Page excerpt:
Research Questions
What is the prevalence of symptoms of PTSD, depression and panic disorder (PD) in a German cohort of ARDS survivors (DACAPO-cohort) and to what degree are HRQoL and RtW impaired?
Methods
The aim of the DACAPO-study is to determine the influence of quality of care on HRQoL and RtW. Within the scope of this study 1225 ARDS-patients were enrolled prospectively in 61 German ICUs. A variety of care-related, disease-related and socio-demographic variables were recorded at ICU-admission or diagnosis of ARDS, respectively. 457 out of 880 ICU survivors completed mailed self-report questionnaires at three months after discharge. Depression and PD were assessed by Patient Health Questionnaire (PHQ-D) which is based on the diagnostic criteria of the DSM-IV. PTSD was determined by Post-Traumatic Stress Syndrome 14-Questions Inventory (PTSS-14). For the PHQ-D a cut-off value of 5 indicates at least a latent depression. Patients exceeding the value of 31 in PTSS-14 questionnaire were considered at high risk for PTSD. HRQoL was assessed by the 12-Item Short Form Health Survey (SF-12). Data were analysed descriptively.
Results
Mean age of the 457 ARDS survivors who completed the follow up questionnaires was 53.8 (SD = 15.3) years. About two thirds (68.4%) were male. Before the onset of disease 46.2% of the respondents had been in full- or part-time employment. At three months after ICU discharge 78.8% lived at home again and 12.5% had returned to their previous employment, whereby 24.5% received retirement pension. Regarding HRQoL among ARDS survivors, the mean physical component summary score (M = 36.0; SD = 9.8) was lower than the mean mental health component summary score (M = 46.5; SD = 11.5). The mean depression summary score of the PHQ-D was 2.6 (SD = 3.5). Symptoms indicating at least a latent depression were present in 22% of the former ICU-patients. 42% of the ARDS survivors were at elevated risk of PTSD. According to the PHQ-D 5.3 percent displayed symptoms of a PD.

Material supplied:
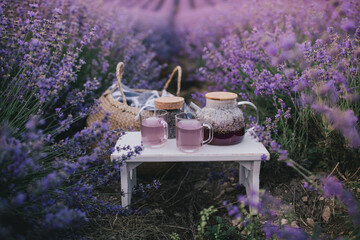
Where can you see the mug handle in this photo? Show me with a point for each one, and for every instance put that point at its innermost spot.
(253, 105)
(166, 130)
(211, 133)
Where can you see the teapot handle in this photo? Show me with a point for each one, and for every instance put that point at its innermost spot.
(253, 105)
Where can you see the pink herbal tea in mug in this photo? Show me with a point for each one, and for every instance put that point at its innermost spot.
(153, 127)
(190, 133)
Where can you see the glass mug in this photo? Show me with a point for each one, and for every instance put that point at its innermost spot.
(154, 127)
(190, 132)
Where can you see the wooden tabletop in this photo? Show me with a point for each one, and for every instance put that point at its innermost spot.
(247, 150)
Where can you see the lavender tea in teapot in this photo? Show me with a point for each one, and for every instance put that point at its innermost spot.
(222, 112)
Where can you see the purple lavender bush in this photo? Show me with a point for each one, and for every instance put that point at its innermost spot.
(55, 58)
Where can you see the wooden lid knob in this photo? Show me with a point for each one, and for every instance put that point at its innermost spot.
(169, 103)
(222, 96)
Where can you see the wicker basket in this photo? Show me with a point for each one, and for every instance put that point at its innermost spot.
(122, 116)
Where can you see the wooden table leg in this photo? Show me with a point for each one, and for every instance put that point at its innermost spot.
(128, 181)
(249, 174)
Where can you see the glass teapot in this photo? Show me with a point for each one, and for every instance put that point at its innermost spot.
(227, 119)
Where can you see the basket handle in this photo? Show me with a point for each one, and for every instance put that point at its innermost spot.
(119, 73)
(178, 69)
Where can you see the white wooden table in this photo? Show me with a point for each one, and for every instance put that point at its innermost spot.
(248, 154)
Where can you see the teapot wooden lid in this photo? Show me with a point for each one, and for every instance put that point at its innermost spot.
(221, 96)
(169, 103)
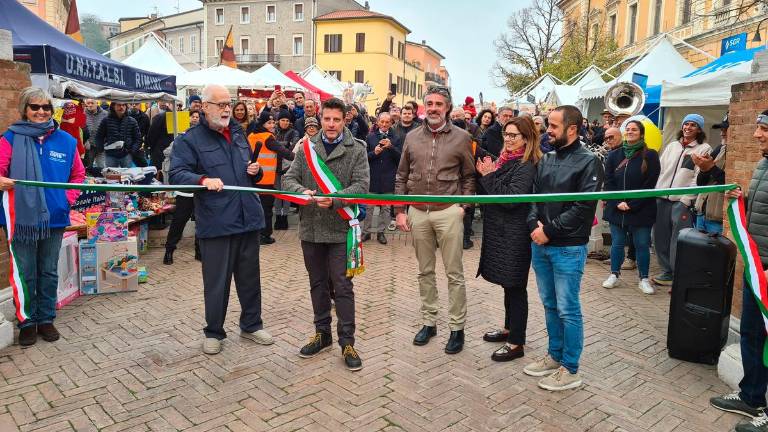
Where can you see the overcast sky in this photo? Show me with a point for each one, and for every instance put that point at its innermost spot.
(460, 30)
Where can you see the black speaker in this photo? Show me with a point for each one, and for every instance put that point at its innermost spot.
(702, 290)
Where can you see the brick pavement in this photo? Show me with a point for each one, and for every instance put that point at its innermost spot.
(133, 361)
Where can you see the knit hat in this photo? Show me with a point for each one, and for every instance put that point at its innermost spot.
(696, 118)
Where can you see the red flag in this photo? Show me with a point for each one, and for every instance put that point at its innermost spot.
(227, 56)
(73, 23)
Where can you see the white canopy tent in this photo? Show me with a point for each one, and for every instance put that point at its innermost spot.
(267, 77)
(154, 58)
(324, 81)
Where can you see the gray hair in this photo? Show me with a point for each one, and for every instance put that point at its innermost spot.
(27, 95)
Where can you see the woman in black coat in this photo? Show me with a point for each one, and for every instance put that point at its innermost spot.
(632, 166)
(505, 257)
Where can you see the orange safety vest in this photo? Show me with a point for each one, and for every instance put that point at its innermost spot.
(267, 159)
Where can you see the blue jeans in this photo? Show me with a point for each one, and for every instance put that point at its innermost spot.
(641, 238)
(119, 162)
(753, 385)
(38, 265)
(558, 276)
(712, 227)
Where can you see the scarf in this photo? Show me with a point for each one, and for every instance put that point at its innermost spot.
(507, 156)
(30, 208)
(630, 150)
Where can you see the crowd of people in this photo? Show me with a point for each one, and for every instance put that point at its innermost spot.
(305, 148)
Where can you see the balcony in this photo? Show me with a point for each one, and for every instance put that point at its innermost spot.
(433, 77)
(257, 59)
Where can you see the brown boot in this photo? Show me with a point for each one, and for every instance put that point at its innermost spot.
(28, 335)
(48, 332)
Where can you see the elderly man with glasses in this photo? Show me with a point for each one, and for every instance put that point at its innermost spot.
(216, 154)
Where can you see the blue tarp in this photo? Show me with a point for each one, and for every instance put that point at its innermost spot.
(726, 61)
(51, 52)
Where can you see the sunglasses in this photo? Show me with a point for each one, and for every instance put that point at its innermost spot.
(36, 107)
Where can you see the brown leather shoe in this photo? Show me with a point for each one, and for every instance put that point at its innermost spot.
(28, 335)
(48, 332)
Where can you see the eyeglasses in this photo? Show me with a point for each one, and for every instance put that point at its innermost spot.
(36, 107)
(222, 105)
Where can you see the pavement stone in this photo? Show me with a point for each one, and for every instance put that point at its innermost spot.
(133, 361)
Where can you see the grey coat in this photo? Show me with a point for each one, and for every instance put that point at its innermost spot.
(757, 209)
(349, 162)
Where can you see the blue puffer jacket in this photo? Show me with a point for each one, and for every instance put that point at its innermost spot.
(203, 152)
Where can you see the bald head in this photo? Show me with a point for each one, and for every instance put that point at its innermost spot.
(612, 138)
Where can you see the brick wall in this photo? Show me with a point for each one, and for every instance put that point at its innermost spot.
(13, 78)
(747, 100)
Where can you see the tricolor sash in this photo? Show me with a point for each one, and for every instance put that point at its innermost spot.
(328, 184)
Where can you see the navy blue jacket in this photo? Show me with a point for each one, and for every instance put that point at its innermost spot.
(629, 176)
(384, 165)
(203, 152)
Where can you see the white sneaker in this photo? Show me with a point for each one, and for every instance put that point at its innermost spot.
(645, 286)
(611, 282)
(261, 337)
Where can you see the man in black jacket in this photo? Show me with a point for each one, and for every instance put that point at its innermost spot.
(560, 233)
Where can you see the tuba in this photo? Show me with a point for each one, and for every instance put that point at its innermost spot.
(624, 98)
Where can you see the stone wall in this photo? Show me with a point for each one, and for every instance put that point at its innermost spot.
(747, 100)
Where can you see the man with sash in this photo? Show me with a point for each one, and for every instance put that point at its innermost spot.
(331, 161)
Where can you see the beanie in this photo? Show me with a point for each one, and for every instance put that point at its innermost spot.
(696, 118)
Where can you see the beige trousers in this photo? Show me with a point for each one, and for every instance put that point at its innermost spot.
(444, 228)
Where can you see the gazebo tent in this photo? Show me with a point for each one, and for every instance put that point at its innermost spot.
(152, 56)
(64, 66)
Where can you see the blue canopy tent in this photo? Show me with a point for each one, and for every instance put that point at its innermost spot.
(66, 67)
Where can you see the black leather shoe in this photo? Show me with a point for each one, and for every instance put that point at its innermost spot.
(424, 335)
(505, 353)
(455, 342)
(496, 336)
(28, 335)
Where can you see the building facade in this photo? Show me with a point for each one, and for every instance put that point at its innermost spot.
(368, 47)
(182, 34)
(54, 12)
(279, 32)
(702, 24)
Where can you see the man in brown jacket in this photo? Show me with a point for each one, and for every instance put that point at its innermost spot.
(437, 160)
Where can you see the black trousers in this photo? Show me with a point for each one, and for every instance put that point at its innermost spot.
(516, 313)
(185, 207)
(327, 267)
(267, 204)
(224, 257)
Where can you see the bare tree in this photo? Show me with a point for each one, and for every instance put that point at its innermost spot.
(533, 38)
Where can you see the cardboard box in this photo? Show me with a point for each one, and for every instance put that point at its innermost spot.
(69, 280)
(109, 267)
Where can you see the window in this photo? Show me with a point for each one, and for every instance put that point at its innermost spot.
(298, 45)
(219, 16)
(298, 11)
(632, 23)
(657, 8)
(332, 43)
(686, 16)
* * *
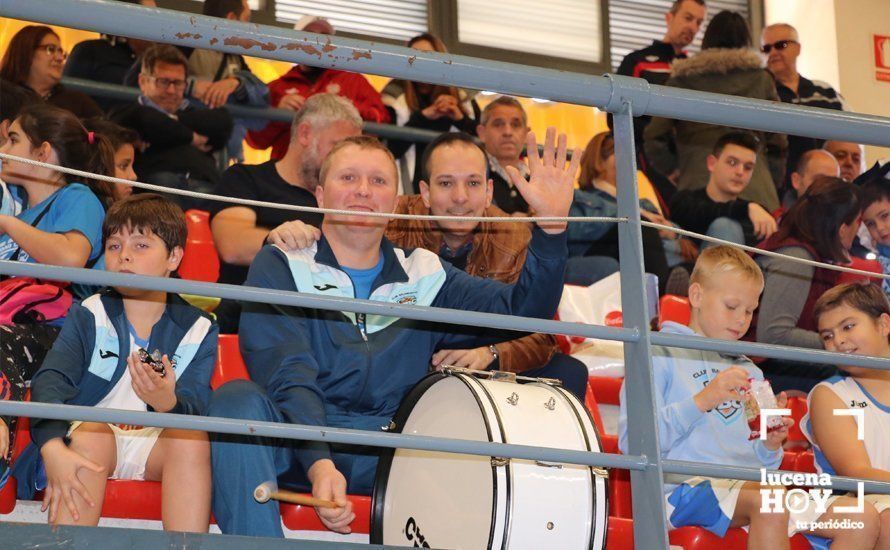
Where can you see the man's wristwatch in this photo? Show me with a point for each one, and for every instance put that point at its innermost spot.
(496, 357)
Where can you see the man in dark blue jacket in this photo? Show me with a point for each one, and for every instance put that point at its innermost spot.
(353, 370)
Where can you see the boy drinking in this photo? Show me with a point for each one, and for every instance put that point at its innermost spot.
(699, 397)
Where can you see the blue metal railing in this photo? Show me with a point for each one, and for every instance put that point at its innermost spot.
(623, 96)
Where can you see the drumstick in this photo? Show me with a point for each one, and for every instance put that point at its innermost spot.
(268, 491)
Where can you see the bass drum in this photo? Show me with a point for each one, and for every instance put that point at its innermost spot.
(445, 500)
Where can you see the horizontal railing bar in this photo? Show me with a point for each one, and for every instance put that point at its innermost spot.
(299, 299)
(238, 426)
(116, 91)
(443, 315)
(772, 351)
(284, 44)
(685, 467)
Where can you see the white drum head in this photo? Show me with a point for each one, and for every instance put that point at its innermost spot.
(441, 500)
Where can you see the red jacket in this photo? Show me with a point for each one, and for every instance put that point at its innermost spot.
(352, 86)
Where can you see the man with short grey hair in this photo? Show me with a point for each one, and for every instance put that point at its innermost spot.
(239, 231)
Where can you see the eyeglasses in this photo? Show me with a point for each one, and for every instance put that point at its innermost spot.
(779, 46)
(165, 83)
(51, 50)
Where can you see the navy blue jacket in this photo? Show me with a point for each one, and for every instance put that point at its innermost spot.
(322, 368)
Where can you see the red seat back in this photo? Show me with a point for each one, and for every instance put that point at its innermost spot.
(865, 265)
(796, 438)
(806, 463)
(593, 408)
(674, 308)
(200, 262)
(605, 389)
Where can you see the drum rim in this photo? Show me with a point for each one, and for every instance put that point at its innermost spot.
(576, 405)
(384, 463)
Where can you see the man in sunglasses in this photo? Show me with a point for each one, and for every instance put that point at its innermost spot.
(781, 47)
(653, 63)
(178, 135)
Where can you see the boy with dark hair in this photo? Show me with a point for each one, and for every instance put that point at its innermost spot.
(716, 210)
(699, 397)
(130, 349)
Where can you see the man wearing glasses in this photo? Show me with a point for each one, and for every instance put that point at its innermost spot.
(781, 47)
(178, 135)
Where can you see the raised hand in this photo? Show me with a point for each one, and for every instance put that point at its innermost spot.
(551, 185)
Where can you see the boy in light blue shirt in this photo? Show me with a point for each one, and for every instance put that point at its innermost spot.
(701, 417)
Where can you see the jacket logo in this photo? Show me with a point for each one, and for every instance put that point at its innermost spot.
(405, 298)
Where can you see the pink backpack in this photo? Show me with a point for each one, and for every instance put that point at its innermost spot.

Exercises:
1. Answer these questions about the ARDS survivor study excerpt:
(a) How many ARDS patients were enrolled, and in how many German ICUs?
(b) Which instrument was used to determine PTSD?
(c) What percentage of respondents had returned to their previous employment three months after ICU discharge?
2. Continue the ARDS survivor study excerpt from its final sentence.

Replies:
1.
(a) 1225 ARDS patients were enrolled in 61 German ICUs.
(b) The Post-Traumatic Stress Syndrome 14-Questions Inventory (PTSS-14).
(c) 12.5%.

2.
Discussion
Three months after ICU discharge the distribution of age and sex of the DACAPO-cohort is completely in accordance to other large ARDS-cohorts. Impairments in the physical component of HRQoL were markedly more pronounced compared to impairments in the mental HRQoL component. But taking a closer look at psychiatric disorders that are associated with critical illness and prolonged ICU-stay, especially the high proportion of ARDS-survivors at increased risk for PTSD is remarkably. This and the high prevalence rates of depression and PD are in accordance to other studies addressing the occurrence of psychiatric diseases in survivors of critical illness and ARDS.
Implications
The presence of reduced physical HRQoL in combination with frequent occurrence of incapacity to work and high prevalence of PTSD, depression and PD points out the need for specialised i) diagnostic, ii) curative and iii) rehabilitative health services in survivors of ARDS.
References
[1] Herridge MS, Tansey CM, Matte A, et al.: Functional disability 5 years after acute respiratory distress syndrome. N Engl J Med 2011; 364: 1293–30.
[2] Briegel I, Dolch M, Irlbeck M, et al.: Quality of results of therapy of acute respiratory failure: changes over a period of two decades. Anaesthesist 2013; 62: 261–70.
[3] Deja M, Denke C, Weber-Carstens S, et al.: Social support during intensive care unit stay might improve mental impairment and consequently health-related quality of life in survivors of severe acute respiratory distress syndrome. Crit Care 2006; 10: R147
[4] Bienvenu OJ, Colantuoni E, Mendez-Tellez PA, et al.: Cooccurrence of and remission from general anxiety, depression, and posttraumatic stress disorder symptoms after acute lung injury: a 2-year longitudinal study. Crit Care Med 2015; 43: 642–53.